** Written problem **
Your task is to repeat, word for word, the line containing "Could you please indicate the dormer" and all lines that follow it to the end of the material, and no other lines.

== Data for this task

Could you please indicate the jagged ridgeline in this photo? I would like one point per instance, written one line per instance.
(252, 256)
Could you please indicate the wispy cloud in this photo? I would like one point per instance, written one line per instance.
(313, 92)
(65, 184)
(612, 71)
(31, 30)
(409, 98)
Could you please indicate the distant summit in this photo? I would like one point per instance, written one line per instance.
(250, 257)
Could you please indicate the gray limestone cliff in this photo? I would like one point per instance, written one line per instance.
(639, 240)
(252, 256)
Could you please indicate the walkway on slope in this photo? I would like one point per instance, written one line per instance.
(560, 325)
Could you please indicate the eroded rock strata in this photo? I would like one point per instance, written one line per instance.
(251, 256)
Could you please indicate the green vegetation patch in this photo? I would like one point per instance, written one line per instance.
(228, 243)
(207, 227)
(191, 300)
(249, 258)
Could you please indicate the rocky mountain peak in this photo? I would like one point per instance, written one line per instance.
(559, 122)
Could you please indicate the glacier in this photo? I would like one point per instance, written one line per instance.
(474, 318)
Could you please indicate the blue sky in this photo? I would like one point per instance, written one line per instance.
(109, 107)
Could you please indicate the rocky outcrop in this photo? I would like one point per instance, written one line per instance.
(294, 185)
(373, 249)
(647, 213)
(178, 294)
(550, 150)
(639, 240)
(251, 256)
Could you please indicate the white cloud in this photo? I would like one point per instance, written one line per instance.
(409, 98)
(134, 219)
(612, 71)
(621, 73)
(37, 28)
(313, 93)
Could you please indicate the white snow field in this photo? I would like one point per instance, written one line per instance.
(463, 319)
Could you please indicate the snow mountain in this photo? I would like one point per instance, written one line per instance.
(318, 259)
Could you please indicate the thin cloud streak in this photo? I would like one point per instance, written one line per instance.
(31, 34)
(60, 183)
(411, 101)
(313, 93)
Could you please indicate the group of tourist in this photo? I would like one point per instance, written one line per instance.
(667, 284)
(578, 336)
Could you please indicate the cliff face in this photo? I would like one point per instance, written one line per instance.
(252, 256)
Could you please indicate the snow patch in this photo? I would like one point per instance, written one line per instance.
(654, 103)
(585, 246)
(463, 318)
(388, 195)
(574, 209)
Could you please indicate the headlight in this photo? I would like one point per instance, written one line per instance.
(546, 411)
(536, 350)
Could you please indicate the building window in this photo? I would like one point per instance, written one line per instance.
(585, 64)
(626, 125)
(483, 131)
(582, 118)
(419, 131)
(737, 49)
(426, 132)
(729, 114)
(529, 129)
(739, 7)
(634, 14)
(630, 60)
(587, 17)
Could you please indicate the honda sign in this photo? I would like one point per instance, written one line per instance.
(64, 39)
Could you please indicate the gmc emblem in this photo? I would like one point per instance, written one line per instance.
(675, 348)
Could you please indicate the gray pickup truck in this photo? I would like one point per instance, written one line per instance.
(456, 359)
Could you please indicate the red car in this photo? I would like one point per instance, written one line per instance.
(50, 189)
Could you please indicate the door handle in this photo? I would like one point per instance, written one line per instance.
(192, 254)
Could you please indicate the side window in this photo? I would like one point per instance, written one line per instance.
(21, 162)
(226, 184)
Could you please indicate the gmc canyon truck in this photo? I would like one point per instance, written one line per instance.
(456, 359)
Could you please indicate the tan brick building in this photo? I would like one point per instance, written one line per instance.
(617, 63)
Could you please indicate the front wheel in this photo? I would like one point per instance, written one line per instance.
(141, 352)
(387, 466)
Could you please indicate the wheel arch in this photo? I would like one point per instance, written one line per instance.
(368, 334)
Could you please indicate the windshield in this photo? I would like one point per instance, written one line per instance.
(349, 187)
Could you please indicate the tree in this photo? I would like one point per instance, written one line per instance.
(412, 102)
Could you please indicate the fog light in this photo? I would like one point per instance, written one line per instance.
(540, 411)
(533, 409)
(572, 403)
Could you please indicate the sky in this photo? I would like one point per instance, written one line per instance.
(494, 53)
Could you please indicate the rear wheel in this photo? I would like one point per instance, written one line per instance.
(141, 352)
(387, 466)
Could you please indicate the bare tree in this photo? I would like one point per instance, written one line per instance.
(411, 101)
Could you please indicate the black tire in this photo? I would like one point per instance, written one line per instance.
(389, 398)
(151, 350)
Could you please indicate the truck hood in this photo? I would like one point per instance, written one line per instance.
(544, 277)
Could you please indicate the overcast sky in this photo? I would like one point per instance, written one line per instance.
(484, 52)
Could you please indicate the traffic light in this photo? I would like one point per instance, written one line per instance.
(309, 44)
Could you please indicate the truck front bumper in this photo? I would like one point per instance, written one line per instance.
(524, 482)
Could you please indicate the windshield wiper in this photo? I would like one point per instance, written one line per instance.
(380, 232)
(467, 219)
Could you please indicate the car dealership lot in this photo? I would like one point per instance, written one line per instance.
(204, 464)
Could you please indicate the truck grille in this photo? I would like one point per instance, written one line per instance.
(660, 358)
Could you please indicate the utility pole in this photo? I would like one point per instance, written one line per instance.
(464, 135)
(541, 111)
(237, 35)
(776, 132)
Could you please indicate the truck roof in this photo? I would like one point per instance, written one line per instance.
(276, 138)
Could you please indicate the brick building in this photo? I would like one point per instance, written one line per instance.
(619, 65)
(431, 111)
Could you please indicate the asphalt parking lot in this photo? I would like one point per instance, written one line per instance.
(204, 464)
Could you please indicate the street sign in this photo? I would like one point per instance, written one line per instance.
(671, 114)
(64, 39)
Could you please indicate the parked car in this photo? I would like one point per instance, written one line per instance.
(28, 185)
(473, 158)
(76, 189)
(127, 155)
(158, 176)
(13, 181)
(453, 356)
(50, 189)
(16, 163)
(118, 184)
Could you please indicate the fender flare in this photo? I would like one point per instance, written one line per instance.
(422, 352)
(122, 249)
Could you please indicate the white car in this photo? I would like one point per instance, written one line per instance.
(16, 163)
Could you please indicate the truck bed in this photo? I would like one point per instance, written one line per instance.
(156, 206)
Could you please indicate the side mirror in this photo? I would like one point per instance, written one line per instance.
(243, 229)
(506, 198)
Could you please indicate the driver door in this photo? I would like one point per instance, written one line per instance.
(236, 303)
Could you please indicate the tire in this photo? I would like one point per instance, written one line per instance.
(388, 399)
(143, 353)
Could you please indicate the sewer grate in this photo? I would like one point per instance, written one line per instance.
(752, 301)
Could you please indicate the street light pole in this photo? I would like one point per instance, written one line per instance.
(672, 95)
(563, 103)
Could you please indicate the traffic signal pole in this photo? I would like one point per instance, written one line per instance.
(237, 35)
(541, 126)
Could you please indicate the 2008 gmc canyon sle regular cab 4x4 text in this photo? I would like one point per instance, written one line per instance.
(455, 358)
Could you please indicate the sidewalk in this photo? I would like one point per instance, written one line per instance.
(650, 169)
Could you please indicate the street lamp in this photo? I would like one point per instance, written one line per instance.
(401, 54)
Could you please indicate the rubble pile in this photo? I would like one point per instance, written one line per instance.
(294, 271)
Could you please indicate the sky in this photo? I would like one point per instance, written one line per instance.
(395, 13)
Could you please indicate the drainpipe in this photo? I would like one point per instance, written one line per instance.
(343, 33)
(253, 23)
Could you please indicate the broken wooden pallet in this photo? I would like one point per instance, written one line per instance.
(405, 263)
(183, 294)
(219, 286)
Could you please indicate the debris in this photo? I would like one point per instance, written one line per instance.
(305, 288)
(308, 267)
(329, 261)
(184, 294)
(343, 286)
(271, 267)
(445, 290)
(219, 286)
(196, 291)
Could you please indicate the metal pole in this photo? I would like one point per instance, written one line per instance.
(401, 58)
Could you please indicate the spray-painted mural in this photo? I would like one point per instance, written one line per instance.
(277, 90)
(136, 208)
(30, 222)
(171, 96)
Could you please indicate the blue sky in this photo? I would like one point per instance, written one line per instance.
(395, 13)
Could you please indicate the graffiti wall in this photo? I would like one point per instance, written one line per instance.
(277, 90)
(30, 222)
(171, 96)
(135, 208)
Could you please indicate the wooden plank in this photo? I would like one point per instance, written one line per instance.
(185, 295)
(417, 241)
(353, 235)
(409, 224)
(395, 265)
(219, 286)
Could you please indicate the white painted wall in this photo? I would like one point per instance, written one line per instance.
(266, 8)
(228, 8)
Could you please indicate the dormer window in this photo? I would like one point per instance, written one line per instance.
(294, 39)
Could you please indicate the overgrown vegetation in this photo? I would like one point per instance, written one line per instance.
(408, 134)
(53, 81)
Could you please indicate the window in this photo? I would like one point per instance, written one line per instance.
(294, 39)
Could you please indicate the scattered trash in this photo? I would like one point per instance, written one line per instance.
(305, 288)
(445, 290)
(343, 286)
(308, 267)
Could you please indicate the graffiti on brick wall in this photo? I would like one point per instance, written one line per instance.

====

** Task response **
Could you please indicate the dormer window in this photo? I would like one point per instance, written one line per instance.
(294, 39)
Could you please indicate the overgrown vegetation in this photo? I would like one point per instance, written one line per instance.
(408, 134)
(53, 81)
Could you please indicate the window in this photo? I would like one point per instance, written one line per instance.
(294, 39)
Could you please indicate the scattered trash in this photo? I would like one point per instance, written one line per instance.
(305, 288)
(445, 290)
(343, 286)
(308, 267)
Could you please indicate the graffiti on brick wall in this photo? I would like one point per instance, written one line per instance.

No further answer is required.